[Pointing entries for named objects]
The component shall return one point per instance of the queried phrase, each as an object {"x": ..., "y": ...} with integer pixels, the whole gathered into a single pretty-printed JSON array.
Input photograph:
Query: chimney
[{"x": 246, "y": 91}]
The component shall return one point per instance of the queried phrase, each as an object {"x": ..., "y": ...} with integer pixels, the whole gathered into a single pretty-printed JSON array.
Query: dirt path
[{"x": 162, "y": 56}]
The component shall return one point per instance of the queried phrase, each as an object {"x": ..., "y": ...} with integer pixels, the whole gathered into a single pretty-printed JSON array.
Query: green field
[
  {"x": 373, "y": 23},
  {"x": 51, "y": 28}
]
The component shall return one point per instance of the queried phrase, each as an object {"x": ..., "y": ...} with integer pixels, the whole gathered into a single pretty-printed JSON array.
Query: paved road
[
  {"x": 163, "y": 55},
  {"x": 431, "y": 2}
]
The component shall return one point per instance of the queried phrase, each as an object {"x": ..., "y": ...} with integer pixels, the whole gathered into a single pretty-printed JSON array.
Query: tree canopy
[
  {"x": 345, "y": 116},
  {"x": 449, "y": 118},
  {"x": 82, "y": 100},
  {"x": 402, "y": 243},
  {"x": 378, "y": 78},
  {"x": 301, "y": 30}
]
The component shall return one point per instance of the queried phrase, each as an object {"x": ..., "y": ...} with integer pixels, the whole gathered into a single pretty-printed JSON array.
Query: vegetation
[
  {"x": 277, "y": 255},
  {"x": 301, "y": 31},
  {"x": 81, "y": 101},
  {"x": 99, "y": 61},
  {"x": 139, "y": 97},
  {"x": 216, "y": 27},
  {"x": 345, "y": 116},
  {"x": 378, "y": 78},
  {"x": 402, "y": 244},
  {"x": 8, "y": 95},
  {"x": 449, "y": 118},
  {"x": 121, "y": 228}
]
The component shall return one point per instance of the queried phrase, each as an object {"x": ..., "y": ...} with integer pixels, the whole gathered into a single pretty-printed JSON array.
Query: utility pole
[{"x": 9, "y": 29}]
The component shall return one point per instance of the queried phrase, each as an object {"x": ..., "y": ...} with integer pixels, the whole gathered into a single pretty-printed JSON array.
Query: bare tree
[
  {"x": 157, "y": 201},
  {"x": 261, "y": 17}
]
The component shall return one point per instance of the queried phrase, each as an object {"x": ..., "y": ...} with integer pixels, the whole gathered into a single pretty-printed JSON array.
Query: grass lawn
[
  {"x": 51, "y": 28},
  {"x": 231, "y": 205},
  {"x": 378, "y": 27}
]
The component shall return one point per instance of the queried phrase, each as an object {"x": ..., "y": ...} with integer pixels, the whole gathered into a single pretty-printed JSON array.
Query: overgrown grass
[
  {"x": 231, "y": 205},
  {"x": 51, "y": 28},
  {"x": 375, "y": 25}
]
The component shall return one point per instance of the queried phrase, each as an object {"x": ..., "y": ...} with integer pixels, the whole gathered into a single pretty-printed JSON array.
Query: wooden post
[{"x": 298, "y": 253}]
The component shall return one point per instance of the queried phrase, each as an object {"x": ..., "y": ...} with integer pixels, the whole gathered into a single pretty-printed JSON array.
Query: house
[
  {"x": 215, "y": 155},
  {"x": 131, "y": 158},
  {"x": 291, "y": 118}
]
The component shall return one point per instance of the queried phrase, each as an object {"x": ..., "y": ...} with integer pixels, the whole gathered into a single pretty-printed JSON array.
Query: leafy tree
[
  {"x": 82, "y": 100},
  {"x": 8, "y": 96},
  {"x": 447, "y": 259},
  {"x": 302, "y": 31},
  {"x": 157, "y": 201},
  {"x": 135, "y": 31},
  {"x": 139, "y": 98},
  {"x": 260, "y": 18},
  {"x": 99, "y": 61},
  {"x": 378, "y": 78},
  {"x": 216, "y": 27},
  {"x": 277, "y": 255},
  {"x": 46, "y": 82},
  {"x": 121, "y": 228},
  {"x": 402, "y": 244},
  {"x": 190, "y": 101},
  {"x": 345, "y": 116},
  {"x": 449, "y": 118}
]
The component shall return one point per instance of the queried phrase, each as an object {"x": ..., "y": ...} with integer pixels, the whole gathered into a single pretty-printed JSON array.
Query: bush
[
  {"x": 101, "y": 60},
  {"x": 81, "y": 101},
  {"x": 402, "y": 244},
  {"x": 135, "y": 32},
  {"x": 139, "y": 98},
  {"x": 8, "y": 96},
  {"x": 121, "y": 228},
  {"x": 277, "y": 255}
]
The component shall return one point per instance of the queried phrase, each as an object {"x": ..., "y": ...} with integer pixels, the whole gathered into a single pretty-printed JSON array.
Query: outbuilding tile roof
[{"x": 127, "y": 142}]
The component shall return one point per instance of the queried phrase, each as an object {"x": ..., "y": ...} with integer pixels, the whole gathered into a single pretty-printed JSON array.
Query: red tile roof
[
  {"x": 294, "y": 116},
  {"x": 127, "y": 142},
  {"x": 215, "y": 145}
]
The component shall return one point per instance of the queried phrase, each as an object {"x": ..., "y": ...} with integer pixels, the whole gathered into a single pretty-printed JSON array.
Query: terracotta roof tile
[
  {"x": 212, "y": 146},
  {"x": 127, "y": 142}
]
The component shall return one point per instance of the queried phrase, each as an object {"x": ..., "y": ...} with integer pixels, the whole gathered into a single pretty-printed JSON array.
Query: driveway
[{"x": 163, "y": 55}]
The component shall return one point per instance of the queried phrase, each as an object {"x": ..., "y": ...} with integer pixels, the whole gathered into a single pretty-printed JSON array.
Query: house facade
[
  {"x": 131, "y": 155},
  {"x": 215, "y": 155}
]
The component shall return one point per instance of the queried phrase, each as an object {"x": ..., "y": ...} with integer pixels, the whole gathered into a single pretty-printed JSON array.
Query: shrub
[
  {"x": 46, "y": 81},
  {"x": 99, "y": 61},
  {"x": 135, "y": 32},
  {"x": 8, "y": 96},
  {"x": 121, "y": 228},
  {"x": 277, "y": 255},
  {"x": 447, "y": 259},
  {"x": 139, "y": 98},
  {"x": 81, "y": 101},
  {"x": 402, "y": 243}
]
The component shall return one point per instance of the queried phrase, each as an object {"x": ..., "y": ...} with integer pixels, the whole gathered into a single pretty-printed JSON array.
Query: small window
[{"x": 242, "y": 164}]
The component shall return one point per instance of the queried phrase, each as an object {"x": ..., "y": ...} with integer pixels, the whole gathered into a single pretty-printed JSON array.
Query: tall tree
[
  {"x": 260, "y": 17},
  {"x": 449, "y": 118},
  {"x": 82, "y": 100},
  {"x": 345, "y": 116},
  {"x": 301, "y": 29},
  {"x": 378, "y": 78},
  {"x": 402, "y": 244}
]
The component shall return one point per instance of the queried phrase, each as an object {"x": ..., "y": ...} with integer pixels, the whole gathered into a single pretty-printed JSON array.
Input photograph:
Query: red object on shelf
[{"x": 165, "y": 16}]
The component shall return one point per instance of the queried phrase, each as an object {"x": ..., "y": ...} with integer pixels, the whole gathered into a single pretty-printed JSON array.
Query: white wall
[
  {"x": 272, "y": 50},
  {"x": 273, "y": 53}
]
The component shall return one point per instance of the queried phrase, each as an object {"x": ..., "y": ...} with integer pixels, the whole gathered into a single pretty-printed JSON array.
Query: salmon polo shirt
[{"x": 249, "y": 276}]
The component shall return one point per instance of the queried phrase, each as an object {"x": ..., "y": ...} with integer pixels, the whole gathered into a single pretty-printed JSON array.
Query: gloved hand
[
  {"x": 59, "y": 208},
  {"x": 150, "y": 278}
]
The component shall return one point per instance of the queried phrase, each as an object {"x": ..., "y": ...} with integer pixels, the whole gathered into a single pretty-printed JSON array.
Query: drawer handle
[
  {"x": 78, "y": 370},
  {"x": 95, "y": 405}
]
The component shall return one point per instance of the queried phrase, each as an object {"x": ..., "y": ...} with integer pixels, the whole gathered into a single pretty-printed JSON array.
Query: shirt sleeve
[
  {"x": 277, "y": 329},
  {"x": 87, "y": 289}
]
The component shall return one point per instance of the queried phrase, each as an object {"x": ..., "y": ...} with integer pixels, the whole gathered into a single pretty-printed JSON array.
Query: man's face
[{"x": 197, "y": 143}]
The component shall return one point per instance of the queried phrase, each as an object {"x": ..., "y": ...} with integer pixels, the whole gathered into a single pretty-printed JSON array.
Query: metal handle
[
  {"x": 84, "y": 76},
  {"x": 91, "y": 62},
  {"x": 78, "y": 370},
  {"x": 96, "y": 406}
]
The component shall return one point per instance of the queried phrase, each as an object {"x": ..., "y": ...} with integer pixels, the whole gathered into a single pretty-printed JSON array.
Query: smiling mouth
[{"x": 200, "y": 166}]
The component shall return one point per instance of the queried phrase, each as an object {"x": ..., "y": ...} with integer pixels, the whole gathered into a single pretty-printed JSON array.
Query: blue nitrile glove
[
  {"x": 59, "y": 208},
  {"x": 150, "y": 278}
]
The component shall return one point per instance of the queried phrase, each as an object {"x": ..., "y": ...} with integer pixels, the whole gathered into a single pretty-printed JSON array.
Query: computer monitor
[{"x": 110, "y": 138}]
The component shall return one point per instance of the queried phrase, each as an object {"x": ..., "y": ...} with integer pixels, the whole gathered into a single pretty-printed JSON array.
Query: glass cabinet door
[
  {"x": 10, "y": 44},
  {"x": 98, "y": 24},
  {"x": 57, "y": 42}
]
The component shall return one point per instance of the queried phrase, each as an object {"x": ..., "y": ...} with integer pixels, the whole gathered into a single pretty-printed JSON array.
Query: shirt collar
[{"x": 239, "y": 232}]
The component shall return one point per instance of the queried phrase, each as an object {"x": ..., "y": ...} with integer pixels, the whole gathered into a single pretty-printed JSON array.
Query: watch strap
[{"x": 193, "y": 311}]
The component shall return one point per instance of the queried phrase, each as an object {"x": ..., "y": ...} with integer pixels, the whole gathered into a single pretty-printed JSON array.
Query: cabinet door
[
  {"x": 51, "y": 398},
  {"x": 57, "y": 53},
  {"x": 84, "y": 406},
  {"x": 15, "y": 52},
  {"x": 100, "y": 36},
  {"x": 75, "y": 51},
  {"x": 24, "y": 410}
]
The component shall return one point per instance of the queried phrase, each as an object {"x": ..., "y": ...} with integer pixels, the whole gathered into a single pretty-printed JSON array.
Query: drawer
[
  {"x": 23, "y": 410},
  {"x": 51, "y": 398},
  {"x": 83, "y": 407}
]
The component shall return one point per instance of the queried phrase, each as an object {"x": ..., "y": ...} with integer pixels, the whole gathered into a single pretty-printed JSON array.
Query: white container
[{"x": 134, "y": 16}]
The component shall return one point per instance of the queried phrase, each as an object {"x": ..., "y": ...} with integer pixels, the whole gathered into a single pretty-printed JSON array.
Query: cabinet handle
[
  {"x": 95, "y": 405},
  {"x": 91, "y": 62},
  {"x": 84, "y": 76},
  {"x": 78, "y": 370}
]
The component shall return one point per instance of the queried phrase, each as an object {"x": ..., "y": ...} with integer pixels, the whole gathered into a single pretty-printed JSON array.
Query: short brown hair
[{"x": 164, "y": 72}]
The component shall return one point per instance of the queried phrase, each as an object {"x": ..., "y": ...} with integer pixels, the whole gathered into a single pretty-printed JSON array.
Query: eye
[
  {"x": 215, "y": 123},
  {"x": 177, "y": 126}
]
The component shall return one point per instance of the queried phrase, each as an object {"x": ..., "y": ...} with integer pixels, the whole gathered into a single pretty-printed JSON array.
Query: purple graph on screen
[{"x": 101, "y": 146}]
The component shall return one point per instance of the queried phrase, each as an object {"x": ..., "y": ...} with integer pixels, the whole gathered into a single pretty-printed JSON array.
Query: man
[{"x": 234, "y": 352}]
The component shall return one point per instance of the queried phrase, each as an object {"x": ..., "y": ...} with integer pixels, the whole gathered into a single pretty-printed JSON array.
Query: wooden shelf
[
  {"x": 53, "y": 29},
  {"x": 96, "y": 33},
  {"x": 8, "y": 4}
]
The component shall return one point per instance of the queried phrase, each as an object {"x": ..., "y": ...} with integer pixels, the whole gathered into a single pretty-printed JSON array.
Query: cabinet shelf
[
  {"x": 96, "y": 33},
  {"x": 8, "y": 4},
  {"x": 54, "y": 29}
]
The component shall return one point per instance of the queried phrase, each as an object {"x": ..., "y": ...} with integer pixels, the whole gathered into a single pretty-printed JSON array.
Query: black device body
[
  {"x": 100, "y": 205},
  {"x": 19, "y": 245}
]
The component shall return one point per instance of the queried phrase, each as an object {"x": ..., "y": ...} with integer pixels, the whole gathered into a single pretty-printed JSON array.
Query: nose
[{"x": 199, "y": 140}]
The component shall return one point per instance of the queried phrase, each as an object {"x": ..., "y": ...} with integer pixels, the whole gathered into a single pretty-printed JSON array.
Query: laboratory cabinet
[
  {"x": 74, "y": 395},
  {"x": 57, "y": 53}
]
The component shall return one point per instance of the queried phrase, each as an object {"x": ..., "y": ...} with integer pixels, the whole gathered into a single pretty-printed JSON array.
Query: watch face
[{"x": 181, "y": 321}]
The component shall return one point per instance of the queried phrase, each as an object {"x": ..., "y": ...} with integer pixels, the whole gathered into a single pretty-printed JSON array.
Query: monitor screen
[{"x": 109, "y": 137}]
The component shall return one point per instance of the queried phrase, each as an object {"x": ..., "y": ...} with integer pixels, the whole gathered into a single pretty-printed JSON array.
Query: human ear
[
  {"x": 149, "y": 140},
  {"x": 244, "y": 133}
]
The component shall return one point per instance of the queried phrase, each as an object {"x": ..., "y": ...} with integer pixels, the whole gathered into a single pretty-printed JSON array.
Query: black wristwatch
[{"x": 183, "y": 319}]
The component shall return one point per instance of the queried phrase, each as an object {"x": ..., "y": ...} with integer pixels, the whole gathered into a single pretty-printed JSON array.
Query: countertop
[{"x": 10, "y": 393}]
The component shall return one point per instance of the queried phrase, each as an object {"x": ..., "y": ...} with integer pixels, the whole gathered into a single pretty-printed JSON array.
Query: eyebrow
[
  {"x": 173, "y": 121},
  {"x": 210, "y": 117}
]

_Work required:_
Find each line in the rows above that contains the string "monitor" and copy those lines out.

_Written response:_
Query: computer monitor
Query: monitor screen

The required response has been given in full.